Data provided =>
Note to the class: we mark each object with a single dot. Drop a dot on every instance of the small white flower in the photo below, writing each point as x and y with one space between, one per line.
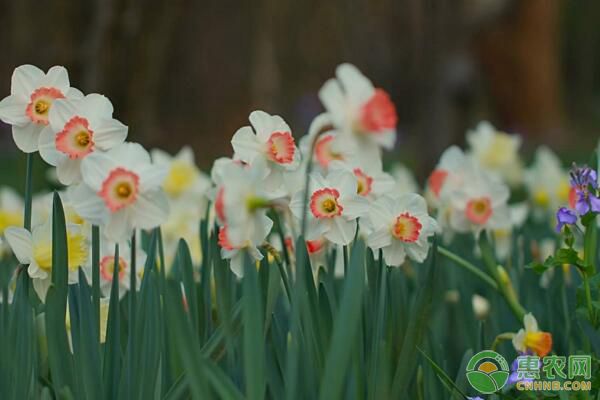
32 95
235 252
481 306
11 213
401 227
497 152
77 128
547 184
531 339
107 266
448 175
503 238
271 142
35 249
360 111
479 205
184 178
329 145
121 191
241 202
405 180
333 207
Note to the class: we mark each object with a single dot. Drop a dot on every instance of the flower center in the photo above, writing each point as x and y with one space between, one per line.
364 182
40 103
181 177
281 147
407 228
107 267
324 152
9 218
224 240
76 138
479 210
539 342
436 181
120 189
541 198
324 203
42 107
378 114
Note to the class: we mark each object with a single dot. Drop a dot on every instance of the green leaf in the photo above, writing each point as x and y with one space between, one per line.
441 374
200 370
59 354
184 260
345 328
416 329
254 346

Problem details => Write out the records above once more, word for word, with no pictures.

Task answer =>
Note to the class: we mark each object with a single dot. Drop a dot on every instance of the small white flower in the photo below, writing each point as x and y with one space between, one per line.
32 95
235 252
481 306
11 213
401 227
497 152
77 128
547 184
531 339
107 266
448 175
503 238
271 142
35 249
360 111
479 205
184 178
329 145
121 191
241 202
405 180
333 207
Note to the class: we mark each object with a single dot. Drop a dot on every instance of the flower center in the photo above, writing each point as x and y with one space between, one per line.
364 182
40 103
181 177
281 147
407 228
107 267
324 152
9 218
224 240
76 138
479 210
539 342
436 181
120 189
541 198
324 203
42 107
378 114
Note to the class: we mark each object with a single dot. Drop a dot on every instance of the green leaf in the photo above, writing each point as x and y with one space between, one per line.
441 374
200 370
59 354
184 260
345 328
416 329
254 346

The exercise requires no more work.